Problem details ::
Search the records for the word "fisherman" and pick out every line that has it.

Saved entries ::
- - - - - - -
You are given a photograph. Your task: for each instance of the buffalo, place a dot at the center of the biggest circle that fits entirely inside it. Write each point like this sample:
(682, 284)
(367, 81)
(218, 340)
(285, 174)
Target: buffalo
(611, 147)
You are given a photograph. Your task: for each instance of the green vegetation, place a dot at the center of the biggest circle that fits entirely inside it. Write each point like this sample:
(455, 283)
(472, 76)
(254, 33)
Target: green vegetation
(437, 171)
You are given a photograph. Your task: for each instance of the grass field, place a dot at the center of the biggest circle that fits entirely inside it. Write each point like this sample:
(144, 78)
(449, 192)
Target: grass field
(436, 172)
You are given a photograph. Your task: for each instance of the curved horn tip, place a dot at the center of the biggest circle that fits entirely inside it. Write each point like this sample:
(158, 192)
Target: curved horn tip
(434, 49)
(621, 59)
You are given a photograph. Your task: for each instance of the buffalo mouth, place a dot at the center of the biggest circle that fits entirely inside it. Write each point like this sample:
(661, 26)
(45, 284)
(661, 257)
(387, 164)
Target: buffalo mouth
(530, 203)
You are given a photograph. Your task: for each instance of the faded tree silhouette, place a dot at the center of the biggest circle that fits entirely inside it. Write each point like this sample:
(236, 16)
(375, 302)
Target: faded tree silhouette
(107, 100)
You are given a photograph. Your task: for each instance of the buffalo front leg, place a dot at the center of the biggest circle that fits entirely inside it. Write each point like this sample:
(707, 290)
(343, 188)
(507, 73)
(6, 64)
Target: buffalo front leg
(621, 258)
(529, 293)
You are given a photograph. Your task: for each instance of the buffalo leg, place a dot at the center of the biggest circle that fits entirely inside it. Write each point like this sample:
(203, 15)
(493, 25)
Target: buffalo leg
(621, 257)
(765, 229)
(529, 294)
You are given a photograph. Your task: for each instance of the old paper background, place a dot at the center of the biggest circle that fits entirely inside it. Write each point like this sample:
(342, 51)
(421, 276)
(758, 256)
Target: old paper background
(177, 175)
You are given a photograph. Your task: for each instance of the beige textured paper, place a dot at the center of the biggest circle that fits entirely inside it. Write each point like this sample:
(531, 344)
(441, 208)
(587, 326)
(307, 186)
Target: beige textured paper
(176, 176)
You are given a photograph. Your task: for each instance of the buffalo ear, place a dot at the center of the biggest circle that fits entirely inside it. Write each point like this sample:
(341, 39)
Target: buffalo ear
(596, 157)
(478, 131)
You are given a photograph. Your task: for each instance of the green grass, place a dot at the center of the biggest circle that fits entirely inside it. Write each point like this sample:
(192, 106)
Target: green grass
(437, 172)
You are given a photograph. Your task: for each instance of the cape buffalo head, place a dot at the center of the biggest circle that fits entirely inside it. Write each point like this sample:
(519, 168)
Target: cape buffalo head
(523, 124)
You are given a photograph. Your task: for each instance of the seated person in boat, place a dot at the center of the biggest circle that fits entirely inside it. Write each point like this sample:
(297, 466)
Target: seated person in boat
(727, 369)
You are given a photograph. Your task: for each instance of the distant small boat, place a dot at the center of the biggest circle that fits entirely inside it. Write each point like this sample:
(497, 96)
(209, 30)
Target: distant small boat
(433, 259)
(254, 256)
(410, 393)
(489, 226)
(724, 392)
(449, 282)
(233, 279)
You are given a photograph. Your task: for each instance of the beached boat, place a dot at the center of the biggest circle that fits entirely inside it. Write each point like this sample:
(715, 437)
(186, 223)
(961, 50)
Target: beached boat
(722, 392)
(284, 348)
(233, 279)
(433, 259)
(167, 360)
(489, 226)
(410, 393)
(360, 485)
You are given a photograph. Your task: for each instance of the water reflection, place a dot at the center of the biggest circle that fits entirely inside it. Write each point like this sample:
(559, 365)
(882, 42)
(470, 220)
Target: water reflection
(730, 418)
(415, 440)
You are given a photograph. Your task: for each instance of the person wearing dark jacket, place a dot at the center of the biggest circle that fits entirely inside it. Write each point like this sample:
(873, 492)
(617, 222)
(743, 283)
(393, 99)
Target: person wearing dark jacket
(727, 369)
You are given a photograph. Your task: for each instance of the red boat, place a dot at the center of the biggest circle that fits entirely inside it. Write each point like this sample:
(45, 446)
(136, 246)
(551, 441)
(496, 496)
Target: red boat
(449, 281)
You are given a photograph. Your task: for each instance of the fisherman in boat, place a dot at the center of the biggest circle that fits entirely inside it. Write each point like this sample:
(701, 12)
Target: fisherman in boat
- - - - - - -
Solution for this problem ::
You are given a photograph. Your task: for each instance of the fisherman in boat, place a dot at the center of the biggest circle that fits entirely inside it. Write each point like this sample:
Target: fisherman in boat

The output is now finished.